Aim:
Copy the lines below word for word, all the way through, but leave out the pictures.

Material:
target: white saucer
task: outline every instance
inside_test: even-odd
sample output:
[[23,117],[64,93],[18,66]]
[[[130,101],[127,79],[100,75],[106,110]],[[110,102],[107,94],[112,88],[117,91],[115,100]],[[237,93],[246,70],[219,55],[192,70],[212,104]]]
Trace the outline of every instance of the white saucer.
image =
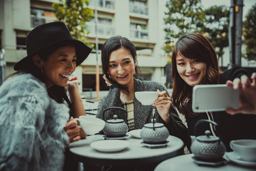
[[105,140],[126,140],[130,137],[130,134],[126,134],[126,136],[123,137],[117,137],[117,138],[110,138],[107,135],[103,135]]
[[101,140],[93,142],[91,147],[101,152],[117,152],[123,150],[130,145],[129,142],[124,140]]
[[128,132],[128,133],[130,133],[134,138],[141,138],[140,132],[141,132],[141,129],[138,129],[138,130],[130,130]]
[[256,162],[245,161],[235,152],[226,154],[227,157],[235,163],[245,166],[256,166]]
[[224,165],[227,162],[223,158],[222,158],[220,160],[215,160],[215,161],[205,161],[205,160],[201,160],[200,159],[198,159],[198,158],[195,157],[194,156],[193,156],[192,159],[193,160],[194,162],[198,164],[198,165],[217,166],[217,165]]
[[158,148],[158,147],[166,147],[168,143],[169,143],[168,140],[162,144],[148,144],[148,143],[145,143],[143,141],[142,141],[140,142],[140,145],[143,147],[144,146],[144,147],[150,147],[150,148]]

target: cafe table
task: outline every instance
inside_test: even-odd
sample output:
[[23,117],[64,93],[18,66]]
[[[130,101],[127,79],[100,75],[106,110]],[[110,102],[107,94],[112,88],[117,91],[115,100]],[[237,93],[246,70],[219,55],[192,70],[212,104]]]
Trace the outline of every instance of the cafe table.
[[230,152],[226,152],[223,158],[226,162],[220,165],[198,165],[193,159],[193,155],[183,155],[166,160],[160,162],[154,171],[255,171],[255,166],[245,166],[233,163],[226,156]]
[[[85,171],[96,170],[96,168],[101,170],[106,166],[121,170],[153,170],[163,160],[183,154],[183,142],[172,135],[168,137],[167,145],[161,147],[143,146],[142,139],[134,138],[128,133],[127,138],[122,140],[128,142],[129,145],[123,150],[106,152],[91,147],[91,143],[105,139],[103,135],[94,135],[69,145],[71,155],[77,161],[83,162]],[[93,167],[94,169],[91,169]]]

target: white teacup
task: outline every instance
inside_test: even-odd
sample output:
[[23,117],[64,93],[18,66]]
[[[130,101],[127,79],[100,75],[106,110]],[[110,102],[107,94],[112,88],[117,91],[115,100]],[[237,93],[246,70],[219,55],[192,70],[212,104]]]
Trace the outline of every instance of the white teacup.
[[94,135],[102,130],[105,126],[105,121],[88,115],[81,115],[74,120],[79,121],[80,125],[87,135]]
[[158,98],[157,91],[136,91],[135,96],[143,105],[150,105]]
[[243,160],[256,162],[256,140],[232,140],[230,145]]

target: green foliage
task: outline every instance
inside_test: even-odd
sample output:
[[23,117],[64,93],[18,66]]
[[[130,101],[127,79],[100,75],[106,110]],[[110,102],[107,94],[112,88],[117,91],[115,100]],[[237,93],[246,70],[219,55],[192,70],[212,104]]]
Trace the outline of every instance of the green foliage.
[[248,61],[256,60],[256,4],[245,16],[243,36],[246,45],[244,57]]
[[205,21],[202,31],[219,58],[224,54],[223,48],[228,46],[229,10],[226,6],[213,6],[205,10]]
[[200,0],[171,0],[165,6],[168,11],[163,19],[165,43],[162,48],[166,53],[173,51],[170,44],[180,36],[199,32],[209,38],[217,56],[222,56],[223,48],[228,46],[228,7],[213,6],[203,10]]
[[188,33],[200,32],[204,19],[201,0],[171,0],[165,6],[168,9],[163,19],[166,43],[175,41]]
[[59,0],[59,3],[52,5],[58,20],[67,25],[73,38],[85,43],[89,33],[86,22],[90,21],[93,15],[93,10],[87,8],[88,4],[88,0]]
[[165,24],[165,46],[162,48],[170,53],[173,49],[173,42],[180,36],[201,32],[203,26],[204,12],[201,0],[171,0],[165,4],[168,9],[163,21]]

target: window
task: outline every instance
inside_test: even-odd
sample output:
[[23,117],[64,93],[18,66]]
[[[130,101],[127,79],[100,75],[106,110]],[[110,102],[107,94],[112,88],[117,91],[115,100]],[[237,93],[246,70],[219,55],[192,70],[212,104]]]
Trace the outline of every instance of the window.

Answer:
target: white saucer
task: outline every instance
inside_test: even-odd
sample output:
[[23,117],[64,93],[18,66]]
[[[130,101],[127,79],[100,75],[106,110]],[[110,102],[107,94],[112,88],[117,91],[115,100]],[[237,93],[246,70],[219,55],[192,70],[212,104]]]
Trace the outline of every instance of the white saucer.
image =
[[105,140],[126,140],[130,137],[130,134],[126,134],[126,136],[123,137],[117,137],[117,138],[110,138],[107,135],[103,135]]
[[101,140],[93,142],[91,147],[101,152],[117,152],[123,150],[130,145],[129,142],[124,140]]
[[128,132],[128,133],[130,133],[134,138],[141,138],[140,132],[141,132],[141,129],[138,129],[138,130],[130,130]]
[[256,162],[245,161],[235,152],[226,154],[227,157],[235,163],[245,166],[256,166]]
[[224,165],[227,162],[223,158],[222,158],[220,160],[215,160],[215,161],[205,161],[205,160],[201,160],[200,159],[198,159],[198,158],[195,157],[194,156],[193,156],[192,159],[193,160],[194,162],[198,164],[198,165],[217,166],[217,165]]
[[158,148],[158,147],[166,147],[168,143],[169,143],[168,140],[162,144],[148,144],[148,143],[145,143],[143,141],[142,141],[140,142],[140,145],[143,147],[144,146],[144,147],[150,147],[150,148]]

target: cafe table
task: outline every instance
inside_test: even-odd
sample output:
[[23,117],[64,93],[18,66]]
[[[130,101],[127,79],[100,75],[106,110]],[[110,102],[107,94],[112,88],[117,91],[115,100]],[[237,93],[246,70],[219,55],[192,70],[212,104]]]
Trace the outline of every instance of the cafe table.
[[230,152],[226,152],[223,158],[226,162],[220,165],[198,165],[193,159],[193,155],[183,155],[166,160],[160,162],[154,171],[255,171],[255,166],[245,166],[233,163],[226,156]]
[[[85,171],[96,170],[96,168],[101,170],[106,166],[121,170],[153,170],[163,160],[183,154],[183,142],[172,135],[168,137],[167,145],[161,147],[143,146],[142,139],[134,138],[128,133],[127,138],[122,140],[128,142],[129,145],[123,150],[106,152],[91,147],[91,143],[105,139],[103,135],[94,135],[69,145],[71,155],[77,161],[83,162]],[[93,167],[94,169],[91,169]]]

target: white teacup
task: outline every instance
inside_test: even-odd
sample output:
[[23,117],[64,93],[18,66]]
[[[130,101],[127,79],[100,75],[106,110]],[[110,102],[107,94],[112,88],[117,91],[115,100]],[[237,93],[246,70],[219,55],[192,70],[212,104]]]
Trace the outline of every instance of the white teacup.
[[94,135],[102,130],[105,126],[105,121],[88,115],[81,115],[74,120],[79,121],[80,125],[87,135]]
[[158,98],[157,91],[136,91],[135,96],[143,105],[150,105]]
[[243,160],[256,162],[256,140],[232,140],[230,145]]

target: green foliage
task: outline every instance
inside_test: even-odd
sample output:
[[23,117],[64,93],[18,66]]
[[[130,101],[127,79],[100,75],[106,110]],[[110,102],[107,94],[112,88],[117,91],[115,100]],[[237,93],[246,70],[219,55],[192,70],[212,104]]]
Trace the outline of every instance of the green foliage.
[[248,61],[256,60],[256,4],[245,16],[243,36],[246,45],[244,57]]
[[205,21],[202,31],[219,58],[224,54],[223,48],[228,46],[229,10],[226,6],[213,6],[205,10]]
[[200,0],[171,0],[165,6],[168,11],[163,19],[165,43],[162,48],[166,53],[173,51],[170,44],[180,36],[199,32],[209,38],[217,56],[222,56],[223,48],[228,46],[228,7],[213,6],[203,10]]
[[188,33],[200,32],[204,19],[201,0],[171,0],[165,6],[168,9],[163,19],[166,43],[175,41]]
[[59,0],[59,3],[52,5],[58,20],[67,25],[73,38],[85,43],[89,33],[86,22],[90,21],[93,15],[93,10],[87,8],[88,4],[88,0]]
[[165,24],[165,46],[162,48],[170,53],[173,49],[173,42],[180,36],[201,32],[203,26],[204,12],[201,0],[171,0],[165,4],[168,9],[163,21]]

target: window
task: outline every instance
inside_test: even-odd
sample output:
[[23,117],[64,93],[18,66]]
[[[130,101],[127,79],[100,75],[106,110]],[[110,102],[107,94],[112,88],[117,91],[115,100]],[[237,93],[246,70],[219,55],[192,70],[212,104]]]
Trace the outline of every instance of the window.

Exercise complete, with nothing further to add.